## What the exercise asks
Count the lines of the entries below that contain the string "parked", matching case exactly, and give only that number.

## Records
--- begin ---
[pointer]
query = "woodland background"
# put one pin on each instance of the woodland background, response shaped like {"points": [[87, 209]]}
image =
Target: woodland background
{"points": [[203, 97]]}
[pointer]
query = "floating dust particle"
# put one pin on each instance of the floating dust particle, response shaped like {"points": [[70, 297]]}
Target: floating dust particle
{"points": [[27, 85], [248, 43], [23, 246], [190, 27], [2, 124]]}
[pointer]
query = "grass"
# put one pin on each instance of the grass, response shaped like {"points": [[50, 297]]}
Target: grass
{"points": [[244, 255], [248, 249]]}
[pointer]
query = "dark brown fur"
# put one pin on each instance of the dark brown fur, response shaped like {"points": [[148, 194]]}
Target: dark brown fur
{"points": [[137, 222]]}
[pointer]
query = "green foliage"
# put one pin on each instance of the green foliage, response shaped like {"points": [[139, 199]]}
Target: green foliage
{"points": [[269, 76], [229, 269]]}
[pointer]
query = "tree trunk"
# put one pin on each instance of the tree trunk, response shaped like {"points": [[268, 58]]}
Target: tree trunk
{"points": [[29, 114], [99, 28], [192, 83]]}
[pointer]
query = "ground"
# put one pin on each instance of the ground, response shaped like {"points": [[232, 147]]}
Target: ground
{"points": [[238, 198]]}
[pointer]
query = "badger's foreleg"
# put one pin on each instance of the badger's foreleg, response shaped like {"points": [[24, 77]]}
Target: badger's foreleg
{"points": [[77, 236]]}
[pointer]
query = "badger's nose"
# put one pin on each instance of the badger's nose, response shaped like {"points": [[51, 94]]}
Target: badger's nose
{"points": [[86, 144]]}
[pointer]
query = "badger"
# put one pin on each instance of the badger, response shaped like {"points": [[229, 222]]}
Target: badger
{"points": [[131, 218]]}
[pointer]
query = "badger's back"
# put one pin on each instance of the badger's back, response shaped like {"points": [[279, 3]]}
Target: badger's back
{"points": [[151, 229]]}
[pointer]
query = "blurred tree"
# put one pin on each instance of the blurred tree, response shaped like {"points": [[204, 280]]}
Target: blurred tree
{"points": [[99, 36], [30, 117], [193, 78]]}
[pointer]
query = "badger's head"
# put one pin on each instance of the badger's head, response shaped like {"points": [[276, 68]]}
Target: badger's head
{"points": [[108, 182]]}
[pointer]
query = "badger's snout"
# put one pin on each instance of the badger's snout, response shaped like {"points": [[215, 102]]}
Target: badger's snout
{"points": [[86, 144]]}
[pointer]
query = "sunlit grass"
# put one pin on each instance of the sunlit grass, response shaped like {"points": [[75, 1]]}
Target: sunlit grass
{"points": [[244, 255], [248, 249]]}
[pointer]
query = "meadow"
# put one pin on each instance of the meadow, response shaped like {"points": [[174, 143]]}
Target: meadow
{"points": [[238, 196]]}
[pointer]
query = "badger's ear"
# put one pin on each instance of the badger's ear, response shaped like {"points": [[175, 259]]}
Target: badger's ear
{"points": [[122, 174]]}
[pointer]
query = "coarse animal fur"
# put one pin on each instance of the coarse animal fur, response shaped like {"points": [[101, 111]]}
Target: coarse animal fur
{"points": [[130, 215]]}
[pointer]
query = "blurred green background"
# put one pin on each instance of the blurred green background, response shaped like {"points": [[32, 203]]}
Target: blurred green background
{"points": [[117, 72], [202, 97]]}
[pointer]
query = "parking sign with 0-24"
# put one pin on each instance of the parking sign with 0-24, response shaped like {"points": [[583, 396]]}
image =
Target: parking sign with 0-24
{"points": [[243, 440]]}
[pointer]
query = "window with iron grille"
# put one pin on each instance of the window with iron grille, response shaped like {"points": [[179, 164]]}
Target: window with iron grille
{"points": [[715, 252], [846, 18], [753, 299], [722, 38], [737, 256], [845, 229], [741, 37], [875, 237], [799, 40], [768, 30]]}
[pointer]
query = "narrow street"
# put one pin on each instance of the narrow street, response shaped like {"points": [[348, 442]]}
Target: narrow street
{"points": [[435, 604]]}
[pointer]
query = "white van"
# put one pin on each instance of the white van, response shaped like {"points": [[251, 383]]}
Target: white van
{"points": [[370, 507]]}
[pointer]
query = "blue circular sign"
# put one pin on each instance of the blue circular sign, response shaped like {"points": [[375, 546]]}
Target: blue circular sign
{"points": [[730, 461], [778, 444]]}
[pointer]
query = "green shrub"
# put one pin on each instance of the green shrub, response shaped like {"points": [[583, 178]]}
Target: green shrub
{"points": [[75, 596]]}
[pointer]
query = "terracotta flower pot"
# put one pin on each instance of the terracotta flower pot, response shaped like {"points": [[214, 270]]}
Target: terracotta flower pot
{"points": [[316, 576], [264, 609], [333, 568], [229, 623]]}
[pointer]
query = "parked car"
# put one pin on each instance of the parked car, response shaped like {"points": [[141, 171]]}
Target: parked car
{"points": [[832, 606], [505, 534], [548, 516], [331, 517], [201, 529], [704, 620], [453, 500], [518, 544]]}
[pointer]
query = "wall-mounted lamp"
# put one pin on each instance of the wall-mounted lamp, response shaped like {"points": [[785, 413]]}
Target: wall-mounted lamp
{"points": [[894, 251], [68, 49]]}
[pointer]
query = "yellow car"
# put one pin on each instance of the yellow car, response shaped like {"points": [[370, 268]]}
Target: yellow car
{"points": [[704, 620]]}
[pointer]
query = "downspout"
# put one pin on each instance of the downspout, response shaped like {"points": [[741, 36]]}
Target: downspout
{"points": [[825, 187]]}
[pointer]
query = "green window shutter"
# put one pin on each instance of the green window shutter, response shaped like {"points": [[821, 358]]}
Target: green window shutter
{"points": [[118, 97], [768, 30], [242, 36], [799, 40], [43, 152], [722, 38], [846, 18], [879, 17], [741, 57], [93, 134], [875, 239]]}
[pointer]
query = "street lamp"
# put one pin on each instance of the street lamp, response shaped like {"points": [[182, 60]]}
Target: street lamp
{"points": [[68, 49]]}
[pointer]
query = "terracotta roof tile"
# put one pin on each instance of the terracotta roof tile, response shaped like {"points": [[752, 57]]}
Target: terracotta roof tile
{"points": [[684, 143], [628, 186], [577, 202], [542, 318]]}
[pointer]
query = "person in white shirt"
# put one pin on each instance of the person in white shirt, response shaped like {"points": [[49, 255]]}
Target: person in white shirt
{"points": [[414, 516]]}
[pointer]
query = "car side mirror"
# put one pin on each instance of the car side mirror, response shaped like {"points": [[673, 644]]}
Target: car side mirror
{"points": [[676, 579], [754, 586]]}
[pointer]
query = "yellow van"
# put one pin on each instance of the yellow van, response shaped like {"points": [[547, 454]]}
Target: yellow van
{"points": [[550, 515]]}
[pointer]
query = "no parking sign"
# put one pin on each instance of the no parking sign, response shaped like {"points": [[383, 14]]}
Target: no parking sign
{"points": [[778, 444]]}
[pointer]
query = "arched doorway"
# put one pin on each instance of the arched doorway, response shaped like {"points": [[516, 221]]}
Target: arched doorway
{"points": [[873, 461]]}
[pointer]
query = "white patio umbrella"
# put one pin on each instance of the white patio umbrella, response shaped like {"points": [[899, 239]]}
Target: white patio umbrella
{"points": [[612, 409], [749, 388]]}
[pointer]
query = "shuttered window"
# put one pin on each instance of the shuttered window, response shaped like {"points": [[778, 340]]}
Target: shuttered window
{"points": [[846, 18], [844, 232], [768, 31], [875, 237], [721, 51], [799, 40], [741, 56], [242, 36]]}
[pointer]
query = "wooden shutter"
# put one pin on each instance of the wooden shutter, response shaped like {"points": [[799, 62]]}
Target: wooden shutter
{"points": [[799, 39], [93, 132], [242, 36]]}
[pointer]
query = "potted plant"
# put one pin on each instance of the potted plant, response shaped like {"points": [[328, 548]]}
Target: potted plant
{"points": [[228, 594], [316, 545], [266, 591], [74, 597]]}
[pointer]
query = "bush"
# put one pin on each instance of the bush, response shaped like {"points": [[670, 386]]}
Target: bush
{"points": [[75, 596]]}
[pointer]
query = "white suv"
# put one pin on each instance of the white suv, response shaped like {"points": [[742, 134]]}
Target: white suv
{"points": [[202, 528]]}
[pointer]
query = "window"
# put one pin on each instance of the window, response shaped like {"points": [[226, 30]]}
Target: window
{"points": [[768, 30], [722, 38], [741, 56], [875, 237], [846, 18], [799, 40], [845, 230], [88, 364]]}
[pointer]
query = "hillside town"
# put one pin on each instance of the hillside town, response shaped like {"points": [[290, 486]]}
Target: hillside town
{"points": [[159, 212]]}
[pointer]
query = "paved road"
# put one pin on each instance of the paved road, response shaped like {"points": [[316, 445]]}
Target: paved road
--- end ---
## Written response
3